## TASK OBJECTIVE
Every entry needs to be printed exactly, please.

Stored data entries

#####

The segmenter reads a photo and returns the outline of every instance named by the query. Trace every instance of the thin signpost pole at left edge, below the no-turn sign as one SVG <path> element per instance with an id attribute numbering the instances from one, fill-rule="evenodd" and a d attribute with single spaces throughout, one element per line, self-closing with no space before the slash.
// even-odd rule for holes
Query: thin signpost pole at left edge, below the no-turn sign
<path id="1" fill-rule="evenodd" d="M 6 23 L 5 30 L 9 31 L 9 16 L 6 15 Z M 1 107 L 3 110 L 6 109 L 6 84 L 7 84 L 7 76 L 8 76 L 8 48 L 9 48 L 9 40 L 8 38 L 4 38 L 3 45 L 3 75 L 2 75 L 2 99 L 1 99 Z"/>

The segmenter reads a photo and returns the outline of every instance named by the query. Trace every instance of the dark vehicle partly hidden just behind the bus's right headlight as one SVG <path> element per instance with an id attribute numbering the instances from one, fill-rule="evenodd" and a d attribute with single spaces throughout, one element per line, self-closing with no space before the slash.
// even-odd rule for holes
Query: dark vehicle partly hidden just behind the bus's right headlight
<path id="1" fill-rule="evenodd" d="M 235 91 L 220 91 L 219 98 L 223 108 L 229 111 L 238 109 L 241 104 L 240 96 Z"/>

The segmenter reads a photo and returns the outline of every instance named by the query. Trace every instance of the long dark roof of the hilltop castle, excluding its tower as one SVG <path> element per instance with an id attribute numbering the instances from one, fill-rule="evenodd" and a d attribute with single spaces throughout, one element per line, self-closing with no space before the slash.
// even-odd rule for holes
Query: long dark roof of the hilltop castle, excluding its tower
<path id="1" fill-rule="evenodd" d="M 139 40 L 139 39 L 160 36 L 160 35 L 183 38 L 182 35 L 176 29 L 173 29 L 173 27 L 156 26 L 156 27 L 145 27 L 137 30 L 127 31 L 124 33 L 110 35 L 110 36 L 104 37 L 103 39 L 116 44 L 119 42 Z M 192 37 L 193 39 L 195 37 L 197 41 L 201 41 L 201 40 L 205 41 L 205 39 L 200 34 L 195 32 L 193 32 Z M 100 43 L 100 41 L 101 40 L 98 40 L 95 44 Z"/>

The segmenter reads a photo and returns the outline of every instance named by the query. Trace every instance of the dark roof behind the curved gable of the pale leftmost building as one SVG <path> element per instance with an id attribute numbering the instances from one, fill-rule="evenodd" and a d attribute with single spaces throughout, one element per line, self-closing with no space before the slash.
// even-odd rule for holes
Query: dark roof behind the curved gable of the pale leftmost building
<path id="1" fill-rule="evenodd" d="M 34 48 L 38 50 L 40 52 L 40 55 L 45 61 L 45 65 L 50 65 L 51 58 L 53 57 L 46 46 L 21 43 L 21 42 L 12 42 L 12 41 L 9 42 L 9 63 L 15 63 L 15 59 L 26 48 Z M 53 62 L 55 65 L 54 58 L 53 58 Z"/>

#####

## YOUR SOLUTION
The segmenter reads a photo and returns the outline of every instance named by the query. Trace every instance of the thin signpost pole at left edge, below the no-turn sign as one SVG <path> element per instance with an id attribute numbering the instances from one, fill-rule="evenodd" and a d attribute with single spaces throughout, one element per line, self-closing with no space before the slash.
// even-odd rule for holes
Query: thin signpost pole at left edge, below the no-turn sign
<path id="1" fill-rule="evenodd" d="M 6 23 L 5 30 L 9 31 L 9 16 L 6 15 Z M 1 107 L 3 110 L 6 109 L 6 84 L 7 84 L 7 76 L 8 76 L 8 48 L 9 48 L 9 40 L 8 38 L 4 38 L 3 45 L 3 75 L 2 75 L 2 99 L 1 99 Z"/>

The segmenter reads a photo and returns the outline of every instance named by the query. Trace every instance of the dark vehicle partly hidden just behind the bus's right headlight as one SVG <path> element per instance with an id attribute numbering the instances from one, fill-rule="evenodd" and a d attribute with single spaces throughout, one element per line, self-closing with no space before the slash.
// even-odd rule for holes
Query: dark vehicle partly hidden just behind the bus's right headlight
<path id="1" fill-rule="evenodd" d="M 235 91 L 220 91 L 219 98 L 223 108 L 229 111 L 238 109 L 241 104 L 240 96 Z"/>

The segmenter reads a photo and returns the outline of every instance named by the query. Trace every instance of the long dark roof of the hilltop castle, excluding its tower as one SVG <path> element per instance with an id attribute numbering the instances from one, fill-rule="evenodd" and a d attribute with single spaces throughout, one element per line, self-closing with no space before the slash.
// even-odd rule for holes
Query: long dark roof of the hilltop castle, excluding its tower
<path id="1" fill-rule="evenodd" d="M 139 40 L 139 39 L 160 36 L 160 35 L 183 38 L 182 35 L 176 29 L 173 29 L 173 27 L 156 26 L 156 27 L 145 27 L 137 30 L 127 31 L 124 33 L 110 35 L 110 36 L 104 37 L 103 39 L 116 44 L 119 42 Z M 192 37 L 193 39 L 195 37 L 197 41 L 201 41 L 201 40 L 205 41 L 205 39 L 200 34 L 195 32 L 193 32 Z M 100 43 L 100 41 L 101 40 L 98 40 L 95 44 Z"/>

The segmenter reads a photo and returns the outline of every instance named by the query. Trace every instance of the dark roof behind the curved gable of the pale leftmost building as one SVG <path> element per instance with an id attribute numbering the instances from one, fill-rule="evenodd" and a d attribute with single spaces throughout, one element per line, self-closing with no space before the slash.
// even-odd rule for holes
Query: dark roof behind the curved gable of the pale leftmost building
<path id="1" fill-rule="evenodd" d="M 34 48 L 38 50 L 40 52 L 40 55 L 45 61 L 45 65 L 50 65 L 51 58 L 53 57 L 46 46 L 21 43 L 21 42 L 12 42 L 12 41 L 9 42 L 9 63 L 15 63 L 15 59 L 26 48 Z M 53 62 L 55 65 L 54 58 L 53 58 Z"/>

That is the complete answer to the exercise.